◆ Instrucciones de trabajo ◆
a) Responde estas preguntas sobre el texto:
(i) ¿Qué puntuación figura en el encabezado?
(ii) Según Murakami, ¿a qué tiene que estar decidido un director cuando realiza una película?
(iii) ¿Con cuántos jóvenes españoles hizo Jonás Trueba su largometraje?
b) Resume el texto en dos oraciones.

5 Butacas de 5
Decía Murakami que cuando un director realiza una película, tiene que estar decidido a cambiar el mundo con ella. Incluso a sabiendas de que quizás nada vaya a cambiar en realidad. En el largometraje que Jonás Trueba ha realizado junto con más de trescientos jóvenes españoles no sólo se percibe la intención de transformación a la que hacía referencia el japonés, sino que además esta se entiende como una forma necesaria de reivindicación. O lo que es lo mismo: sólo la mera existencia de esa disposición a cambiar el mundo es suficiente, ya que al final nos daremos cuenta de que nadie nos impide hacerlo. Y nos lanzaremos a ello.

◆ Datos sin procesar ◆
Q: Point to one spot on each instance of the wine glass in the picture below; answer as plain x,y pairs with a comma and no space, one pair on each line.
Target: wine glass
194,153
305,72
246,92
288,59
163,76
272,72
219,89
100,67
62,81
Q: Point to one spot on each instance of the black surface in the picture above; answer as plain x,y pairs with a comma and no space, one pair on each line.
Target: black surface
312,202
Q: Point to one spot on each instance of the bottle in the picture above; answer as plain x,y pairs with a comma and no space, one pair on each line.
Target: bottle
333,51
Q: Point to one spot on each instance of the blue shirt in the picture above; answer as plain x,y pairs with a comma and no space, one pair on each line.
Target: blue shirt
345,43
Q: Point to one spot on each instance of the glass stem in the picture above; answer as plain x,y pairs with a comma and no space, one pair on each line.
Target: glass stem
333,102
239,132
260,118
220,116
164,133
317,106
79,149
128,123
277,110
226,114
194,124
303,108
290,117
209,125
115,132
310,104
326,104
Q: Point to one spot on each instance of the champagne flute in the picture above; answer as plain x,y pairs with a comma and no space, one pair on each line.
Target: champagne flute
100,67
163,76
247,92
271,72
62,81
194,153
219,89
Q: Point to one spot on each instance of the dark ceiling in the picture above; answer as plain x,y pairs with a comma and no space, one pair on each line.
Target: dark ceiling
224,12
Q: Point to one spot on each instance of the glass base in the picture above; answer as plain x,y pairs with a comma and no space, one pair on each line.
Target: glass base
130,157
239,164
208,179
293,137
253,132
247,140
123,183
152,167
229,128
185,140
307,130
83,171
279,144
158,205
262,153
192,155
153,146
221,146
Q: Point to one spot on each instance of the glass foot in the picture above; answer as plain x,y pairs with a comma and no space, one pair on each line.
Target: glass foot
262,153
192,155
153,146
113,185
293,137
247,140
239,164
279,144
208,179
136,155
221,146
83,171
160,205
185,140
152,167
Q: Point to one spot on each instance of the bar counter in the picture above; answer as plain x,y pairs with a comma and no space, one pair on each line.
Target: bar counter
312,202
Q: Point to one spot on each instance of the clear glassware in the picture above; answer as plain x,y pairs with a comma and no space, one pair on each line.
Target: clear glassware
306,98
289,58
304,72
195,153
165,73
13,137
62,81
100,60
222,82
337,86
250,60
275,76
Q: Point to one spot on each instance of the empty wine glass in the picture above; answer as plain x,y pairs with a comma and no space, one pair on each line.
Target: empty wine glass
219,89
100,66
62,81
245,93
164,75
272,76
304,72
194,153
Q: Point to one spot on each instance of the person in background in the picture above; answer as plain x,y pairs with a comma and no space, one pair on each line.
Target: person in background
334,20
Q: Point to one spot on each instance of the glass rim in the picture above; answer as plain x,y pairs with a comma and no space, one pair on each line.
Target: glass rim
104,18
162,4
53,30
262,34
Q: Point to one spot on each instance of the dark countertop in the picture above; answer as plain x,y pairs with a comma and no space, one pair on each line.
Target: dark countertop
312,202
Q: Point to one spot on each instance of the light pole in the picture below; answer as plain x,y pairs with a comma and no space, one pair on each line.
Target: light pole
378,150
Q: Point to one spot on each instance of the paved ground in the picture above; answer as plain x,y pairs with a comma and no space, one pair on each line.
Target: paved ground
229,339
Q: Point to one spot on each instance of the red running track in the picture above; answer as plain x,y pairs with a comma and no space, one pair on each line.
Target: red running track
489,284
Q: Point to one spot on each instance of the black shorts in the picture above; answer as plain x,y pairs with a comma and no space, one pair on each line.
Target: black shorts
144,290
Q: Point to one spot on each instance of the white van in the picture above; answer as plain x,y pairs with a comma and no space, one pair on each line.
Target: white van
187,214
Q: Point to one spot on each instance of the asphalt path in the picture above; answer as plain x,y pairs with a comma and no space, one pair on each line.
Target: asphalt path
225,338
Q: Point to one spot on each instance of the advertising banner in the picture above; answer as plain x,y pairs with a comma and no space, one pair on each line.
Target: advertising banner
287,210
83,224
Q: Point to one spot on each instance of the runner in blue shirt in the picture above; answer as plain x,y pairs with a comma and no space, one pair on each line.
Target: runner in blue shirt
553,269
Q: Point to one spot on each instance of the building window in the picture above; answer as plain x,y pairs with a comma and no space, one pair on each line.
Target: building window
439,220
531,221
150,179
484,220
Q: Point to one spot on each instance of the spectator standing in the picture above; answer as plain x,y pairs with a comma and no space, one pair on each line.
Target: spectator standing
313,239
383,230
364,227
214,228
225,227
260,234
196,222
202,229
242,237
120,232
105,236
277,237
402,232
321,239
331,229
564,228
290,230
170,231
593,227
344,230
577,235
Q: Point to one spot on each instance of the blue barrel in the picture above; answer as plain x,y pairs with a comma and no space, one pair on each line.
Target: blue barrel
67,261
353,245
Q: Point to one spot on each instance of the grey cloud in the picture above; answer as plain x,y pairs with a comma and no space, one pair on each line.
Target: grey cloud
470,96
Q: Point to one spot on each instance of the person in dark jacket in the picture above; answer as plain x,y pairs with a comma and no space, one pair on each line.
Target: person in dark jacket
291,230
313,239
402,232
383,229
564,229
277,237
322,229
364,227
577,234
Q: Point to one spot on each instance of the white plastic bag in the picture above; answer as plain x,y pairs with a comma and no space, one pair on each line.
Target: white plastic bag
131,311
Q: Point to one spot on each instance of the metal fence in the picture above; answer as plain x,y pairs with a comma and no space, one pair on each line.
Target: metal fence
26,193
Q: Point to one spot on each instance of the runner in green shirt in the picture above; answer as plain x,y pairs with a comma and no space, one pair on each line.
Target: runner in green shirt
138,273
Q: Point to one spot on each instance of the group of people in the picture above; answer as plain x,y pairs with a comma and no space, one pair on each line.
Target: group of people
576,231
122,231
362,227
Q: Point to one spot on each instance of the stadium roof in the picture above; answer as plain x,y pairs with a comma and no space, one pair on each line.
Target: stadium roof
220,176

◆ Respuestas esperadas ◆
a)
(i) 5 butacas de 5.
(ii) A cambiar el mundo con ella.
(iii) Con más de trescientos.

b) Según Murakami, un director debe estar decidido a cambiar el mundo con su película, aunque quizás nada vaya a cambiar en realidad. En el largometraje que Jonás Trueba hizo con más de trescientos jóvenes españoles se percibe esa intención de transformación, que además se entiende como una forma necesaria de reivindicación.